### Goals
1) Reproduce the part of the Giselle passage that opens with the words containing "Vancouver-based Coastal City" and closes with "is finding success.".
2) Using the Giselle passage, answer these questions:
(a) In what year was the ballet first staged?
(b) In what year was Coastal City Ballet founded?
(c) On what date will the company present the ballet in Surrey?

>> Start Source passage

Giselle is a straightforward story ballet. Its choreography is filled with mime, emotion and corresponding musical composition, sets and costumes. Together, these elements work to pull the viewer through the telling of love, betrayal, madness, despair and forgiveness. The supernatural Wilis, the ghostly sylph-like spirits of young maidens in Act Two, are otherworldly but, otherwise, Giselle is a sad love story as familiar as any other. The ballet was first staged in 1841, making the selected details of the production — dramatic sequencing, chosen time period, design, style — aspects to be judged. But, it’s really the performance of the company that allows for contemporary interpretation.
Vancouver-based Coastal City Ballet, a repertory company founded in 2011, brought Giselle to the Playhouse for one sold-out evening on May 19. The company is to present the ballet again in Surrey on June 9, where, as of publication, tickets are almost sold-out. In and around Vancouver, there are many opportunities for training but few opportunities for performing, especially in classical dance. This is where Coastal City Ballet has found its niche and where, by bringing classical story ballets to the stage, it is finding success.

>> End Source passage
>> Start Dataset excerpts

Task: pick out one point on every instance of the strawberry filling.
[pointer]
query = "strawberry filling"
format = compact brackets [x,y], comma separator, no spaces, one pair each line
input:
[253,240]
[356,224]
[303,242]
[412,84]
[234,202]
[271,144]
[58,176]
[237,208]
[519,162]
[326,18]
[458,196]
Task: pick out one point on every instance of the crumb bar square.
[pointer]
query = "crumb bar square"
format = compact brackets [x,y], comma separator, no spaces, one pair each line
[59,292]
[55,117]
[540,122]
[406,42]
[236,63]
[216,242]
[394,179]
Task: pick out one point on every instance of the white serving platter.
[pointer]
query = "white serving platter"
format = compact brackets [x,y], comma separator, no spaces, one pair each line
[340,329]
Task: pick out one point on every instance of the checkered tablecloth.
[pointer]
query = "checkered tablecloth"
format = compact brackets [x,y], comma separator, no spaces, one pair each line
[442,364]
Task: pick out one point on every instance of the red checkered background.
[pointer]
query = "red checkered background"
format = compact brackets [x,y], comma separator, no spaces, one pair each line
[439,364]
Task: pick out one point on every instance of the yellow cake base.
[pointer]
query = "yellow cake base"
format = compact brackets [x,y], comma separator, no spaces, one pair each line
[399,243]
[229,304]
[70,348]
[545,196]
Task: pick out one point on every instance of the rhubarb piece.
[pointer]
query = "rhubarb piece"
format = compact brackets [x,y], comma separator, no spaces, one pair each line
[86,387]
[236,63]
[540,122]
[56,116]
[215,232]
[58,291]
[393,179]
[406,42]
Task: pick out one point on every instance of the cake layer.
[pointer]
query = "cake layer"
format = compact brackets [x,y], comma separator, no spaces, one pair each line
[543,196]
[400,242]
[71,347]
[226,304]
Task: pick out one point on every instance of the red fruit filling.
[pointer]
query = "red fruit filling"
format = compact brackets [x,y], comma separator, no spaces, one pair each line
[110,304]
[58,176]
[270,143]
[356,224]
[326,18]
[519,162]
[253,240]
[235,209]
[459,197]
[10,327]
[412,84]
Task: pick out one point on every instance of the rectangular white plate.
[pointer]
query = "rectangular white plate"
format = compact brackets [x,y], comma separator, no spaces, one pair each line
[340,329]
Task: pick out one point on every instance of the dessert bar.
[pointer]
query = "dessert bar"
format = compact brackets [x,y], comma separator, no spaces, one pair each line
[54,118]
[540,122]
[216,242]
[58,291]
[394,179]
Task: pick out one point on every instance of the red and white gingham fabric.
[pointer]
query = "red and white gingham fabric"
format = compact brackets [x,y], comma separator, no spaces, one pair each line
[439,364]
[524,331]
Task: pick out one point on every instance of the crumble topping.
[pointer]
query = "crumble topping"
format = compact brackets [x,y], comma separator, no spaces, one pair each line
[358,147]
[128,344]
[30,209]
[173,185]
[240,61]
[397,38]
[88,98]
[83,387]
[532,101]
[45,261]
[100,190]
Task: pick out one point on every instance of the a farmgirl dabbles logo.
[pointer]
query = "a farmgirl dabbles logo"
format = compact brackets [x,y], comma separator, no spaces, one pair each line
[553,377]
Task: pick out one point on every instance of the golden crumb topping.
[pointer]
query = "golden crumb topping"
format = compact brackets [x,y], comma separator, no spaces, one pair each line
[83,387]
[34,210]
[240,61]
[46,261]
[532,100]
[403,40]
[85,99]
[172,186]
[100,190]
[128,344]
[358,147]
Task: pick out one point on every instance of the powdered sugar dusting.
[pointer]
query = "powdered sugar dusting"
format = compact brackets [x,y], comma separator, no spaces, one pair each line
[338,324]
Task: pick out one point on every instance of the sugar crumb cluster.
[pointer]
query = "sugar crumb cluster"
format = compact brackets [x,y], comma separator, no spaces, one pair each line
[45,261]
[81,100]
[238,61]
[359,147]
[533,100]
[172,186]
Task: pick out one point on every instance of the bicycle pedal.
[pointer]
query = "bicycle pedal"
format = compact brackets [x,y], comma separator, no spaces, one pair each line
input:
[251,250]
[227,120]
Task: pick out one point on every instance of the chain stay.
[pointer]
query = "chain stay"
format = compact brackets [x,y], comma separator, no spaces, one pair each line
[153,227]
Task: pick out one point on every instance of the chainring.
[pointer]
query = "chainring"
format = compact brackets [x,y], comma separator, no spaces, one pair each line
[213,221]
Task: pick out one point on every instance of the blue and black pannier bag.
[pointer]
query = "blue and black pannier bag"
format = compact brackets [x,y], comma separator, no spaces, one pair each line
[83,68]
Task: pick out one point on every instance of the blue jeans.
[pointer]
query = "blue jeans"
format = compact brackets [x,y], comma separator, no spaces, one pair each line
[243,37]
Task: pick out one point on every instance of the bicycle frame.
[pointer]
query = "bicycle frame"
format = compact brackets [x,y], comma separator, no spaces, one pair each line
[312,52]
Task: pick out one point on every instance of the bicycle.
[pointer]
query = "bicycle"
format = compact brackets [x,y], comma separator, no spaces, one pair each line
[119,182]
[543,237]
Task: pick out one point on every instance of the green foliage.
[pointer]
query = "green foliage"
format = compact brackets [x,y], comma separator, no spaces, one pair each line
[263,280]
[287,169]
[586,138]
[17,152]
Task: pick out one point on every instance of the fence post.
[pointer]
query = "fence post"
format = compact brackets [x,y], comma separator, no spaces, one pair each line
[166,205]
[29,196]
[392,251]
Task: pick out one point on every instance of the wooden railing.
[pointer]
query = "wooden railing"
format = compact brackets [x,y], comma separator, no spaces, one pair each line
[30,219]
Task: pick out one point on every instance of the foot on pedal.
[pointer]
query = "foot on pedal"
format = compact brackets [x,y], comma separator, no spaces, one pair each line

>> End Dataset excerpts

### Responses per task
1)
Vancouver-based Coastal City Ballet, a repertory company founded in 2011, brought Giselle to the Playhouse for one sold-out evening on May 19. The company is to present the ballet again in Surrey on June 9, where, as of publication, tickets are almost sold-out. In and around Vancouver, there are many opportunities for training but few opportunities for performing, especially in classical dance. This is where Coastal City Ballet has found its niche and where, by bringing classical story ballets to the stage, it is finding success.

2)
(a) 1841
(b) 2011
(c) June 9